=== Material provided ===

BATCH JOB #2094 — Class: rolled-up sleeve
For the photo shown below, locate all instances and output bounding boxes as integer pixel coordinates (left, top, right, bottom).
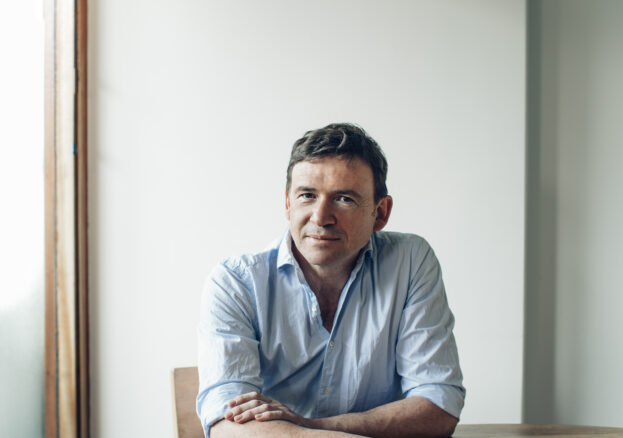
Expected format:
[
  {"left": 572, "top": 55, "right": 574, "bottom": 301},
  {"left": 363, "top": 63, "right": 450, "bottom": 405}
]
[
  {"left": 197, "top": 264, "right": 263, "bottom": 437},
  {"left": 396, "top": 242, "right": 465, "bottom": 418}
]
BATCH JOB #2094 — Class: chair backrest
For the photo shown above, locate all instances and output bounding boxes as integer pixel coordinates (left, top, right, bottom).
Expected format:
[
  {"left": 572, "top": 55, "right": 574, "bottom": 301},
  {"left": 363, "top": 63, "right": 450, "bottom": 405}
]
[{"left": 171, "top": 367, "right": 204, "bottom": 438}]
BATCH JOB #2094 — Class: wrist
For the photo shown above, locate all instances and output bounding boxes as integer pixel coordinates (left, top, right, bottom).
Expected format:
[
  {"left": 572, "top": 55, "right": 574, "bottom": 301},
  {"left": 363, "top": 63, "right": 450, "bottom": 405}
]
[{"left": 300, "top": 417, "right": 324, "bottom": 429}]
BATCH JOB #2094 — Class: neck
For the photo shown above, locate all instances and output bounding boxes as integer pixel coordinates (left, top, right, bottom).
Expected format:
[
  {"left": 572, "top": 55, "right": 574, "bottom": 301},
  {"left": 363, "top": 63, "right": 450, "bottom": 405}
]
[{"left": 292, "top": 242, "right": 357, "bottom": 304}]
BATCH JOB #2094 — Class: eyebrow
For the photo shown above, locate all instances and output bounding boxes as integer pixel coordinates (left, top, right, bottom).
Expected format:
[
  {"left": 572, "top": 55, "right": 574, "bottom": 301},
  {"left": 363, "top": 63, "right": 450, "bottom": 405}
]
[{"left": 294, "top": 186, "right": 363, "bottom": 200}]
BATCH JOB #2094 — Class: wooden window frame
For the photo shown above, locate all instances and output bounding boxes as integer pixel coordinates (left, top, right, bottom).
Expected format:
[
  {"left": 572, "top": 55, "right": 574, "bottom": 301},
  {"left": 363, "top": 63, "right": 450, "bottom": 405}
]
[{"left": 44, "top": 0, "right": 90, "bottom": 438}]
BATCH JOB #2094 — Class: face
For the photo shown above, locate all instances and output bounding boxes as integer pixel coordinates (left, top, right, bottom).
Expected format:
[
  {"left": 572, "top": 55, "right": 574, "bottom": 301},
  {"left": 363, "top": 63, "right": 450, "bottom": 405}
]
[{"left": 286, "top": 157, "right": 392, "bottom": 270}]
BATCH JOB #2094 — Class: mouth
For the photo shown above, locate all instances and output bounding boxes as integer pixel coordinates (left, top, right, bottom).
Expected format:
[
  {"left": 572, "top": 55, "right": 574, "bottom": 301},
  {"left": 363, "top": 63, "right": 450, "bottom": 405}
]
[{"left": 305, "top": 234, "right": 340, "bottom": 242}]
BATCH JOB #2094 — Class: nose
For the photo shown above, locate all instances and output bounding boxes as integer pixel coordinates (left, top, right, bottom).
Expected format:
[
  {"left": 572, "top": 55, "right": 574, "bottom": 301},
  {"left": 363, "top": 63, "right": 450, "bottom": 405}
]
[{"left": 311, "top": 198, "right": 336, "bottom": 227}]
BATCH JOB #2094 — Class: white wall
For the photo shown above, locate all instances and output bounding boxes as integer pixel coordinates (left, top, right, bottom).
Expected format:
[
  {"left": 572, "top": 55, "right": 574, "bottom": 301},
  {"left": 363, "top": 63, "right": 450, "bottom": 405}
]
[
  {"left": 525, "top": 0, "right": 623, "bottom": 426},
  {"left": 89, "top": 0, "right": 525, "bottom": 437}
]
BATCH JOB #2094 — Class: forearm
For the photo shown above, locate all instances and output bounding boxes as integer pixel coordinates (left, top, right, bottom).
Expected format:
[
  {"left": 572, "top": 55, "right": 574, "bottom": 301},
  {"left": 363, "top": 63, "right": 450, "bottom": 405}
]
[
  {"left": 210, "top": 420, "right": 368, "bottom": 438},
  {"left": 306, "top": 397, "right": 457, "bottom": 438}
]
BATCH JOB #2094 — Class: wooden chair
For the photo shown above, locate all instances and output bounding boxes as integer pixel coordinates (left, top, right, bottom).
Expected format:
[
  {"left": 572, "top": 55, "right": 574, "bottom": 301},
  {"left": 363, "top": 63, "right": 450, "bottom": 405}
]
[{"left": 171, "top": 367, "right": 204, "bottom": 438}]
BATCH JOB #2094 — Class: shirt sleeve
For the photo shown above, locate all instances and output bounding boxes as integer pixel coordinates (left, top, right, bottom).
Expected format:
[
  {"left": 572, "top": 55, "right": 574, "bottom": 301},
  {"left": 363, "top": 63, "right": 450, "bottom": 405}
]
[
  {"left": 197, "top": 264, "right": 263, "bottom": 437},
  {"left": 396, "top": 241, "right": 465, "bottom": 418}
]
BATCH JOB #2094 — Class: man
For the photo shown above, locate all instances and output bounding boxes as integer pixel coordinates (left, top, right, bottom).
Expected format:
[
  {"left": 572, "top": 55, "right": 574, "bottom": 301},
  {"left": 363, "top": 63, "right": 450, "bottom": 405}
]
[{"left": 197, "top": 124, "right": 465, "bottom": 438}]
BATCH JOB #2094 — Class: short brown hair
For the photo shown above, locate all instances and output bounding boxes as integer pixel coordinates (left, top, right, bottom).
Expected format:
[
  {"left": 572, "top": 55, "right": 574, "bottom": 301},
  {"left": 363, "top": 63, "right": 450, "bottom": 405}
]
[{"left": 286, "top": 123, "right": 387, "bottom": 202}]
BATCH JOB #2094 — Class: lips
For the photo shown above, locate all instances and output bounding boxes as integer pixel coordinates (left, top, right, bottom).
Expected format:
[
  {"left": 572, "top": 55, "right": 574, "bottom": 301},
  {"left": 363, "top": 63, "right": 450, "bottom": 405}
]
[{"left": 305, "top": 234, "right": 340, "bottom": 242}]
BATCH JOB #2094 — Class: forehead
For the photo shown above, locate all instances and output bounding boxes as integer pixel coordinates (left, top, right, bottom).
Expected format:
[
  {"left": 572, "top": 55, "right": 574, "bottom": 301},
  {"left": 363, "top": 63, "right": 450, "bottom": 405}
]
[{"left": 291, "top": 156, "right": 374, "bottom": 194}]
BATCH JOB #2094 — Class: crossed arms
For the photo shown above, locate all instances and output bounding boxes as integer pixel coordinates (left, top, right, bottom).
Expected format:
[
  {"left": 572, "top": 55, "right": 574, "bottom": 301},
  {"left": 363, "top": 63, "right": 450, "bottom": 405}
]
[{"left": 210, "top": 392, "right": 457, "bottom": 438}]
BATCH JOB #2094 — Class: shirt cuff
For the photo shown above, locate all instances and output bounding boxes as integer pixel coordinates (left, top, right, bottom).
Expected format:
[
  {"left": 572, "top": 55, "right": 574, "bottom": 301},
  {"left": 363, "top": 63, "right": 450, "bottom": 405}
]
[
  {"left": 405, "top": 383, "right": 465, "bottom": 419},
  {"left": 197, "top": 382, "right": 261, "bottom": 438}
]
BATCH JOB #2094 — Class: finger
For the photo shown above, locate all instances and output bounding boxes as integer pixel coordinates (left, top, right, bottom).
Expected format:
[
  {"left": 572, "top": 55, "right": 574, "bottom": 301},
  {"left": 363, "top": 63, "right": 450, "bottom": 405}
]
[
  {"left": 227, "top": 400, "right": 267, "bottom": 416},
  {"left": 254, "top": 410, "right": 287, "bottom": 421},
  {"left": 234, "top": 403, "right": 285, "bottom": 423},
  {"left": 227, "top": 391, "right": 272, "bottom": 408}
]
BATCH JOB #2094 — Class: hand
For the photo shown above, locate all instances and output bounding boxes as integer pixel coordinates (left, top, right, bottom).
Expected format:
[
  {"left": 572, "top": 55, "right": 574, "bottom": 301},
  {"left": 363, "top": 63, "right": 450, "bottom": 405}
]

===

Work required
Rewrite the stretch from the line containing "BATCH JOB #2094 — Class: forehead" through the end of the listing, changing every "Expected format" to "Required output format" and keeping all other text the same.

Solution for this exercise
BATCH JOB #2094 — Class: forehead
For the photo shown above, locate all instances and output bounding boxes as integer pixel coordinates (left, top, right, bottom).
Required output format:
[
  {"left": 572, "top": 55, "right": 574, "bottom": 301},
  {"left": 363, "top": 63, "right": 450, "bottom": 405}
]
[{"left": 291, "top": 156, "right": 374, "bottom": 194}]
BATCH JOB #2094 — Class: crossed arms
For the photo shown above, locate all instances and output bounding boxes as integer pixel coordinates (left, top, right, bottom).
Required output format:
[
  {"left": 572, "top": 55, "right": 574, "bottom": 301},
  {"left": 363, "top": 63, "right": 450, "bottom": 405}
]
[{"left": 210, "top": 392, "right": 457, "bottom": 438}]
BATCH JOB #2094 — Class: shirt cuff
For the photo shown above, locate all instances and output bounding boxes as integer pixel coordinates (left, top, right, bottom).
Required output format:
[
  {"left": 572, "top": 55, "right": 574, "bottom": 301},
  {"left": 363, "top": 63, "right": 450, "bottom": 405}
]
[
  {"left": 405, "top": 383, "right": 465, "bottom": 419},
  {"left": 197, "top": 382, "right": 261, "bottom": 438}
]
BATCH JOB #2094 — Class: finger
For the photo shown above, locate all instances and output bounding boxes as integer pixel coordinates (left, top, right, bottom).
Required output format:
[
  {"left": 572, "top": 55, "right": 574, "bottom": 301},
  {"left": 363, "top": 63, "right": 450, "bottom": 405}
]
[
  {"left": 227, "top": 400, "right": 267, "bottom": 416},
  {"left": 254, "top": 410, "right": 287, "bottom": 421},
  {"left": 234, "top": 403, "right": 285, "bottom": 423},
  {"left": 227, "top": 391, "right": 272, "bottom": 408}
]
BATCH JOB #2094 — Class: hand
For the photo shown above, locate all instances and output bounding boxes as integer pixel coordinates (left, top, right, bottom).
Required output format:
[
  {"left": 572, "top": 55, "right": 574, "bottom": 301},
  {"left": 363, "top": 63, "right": 450, "bottom": 405}
]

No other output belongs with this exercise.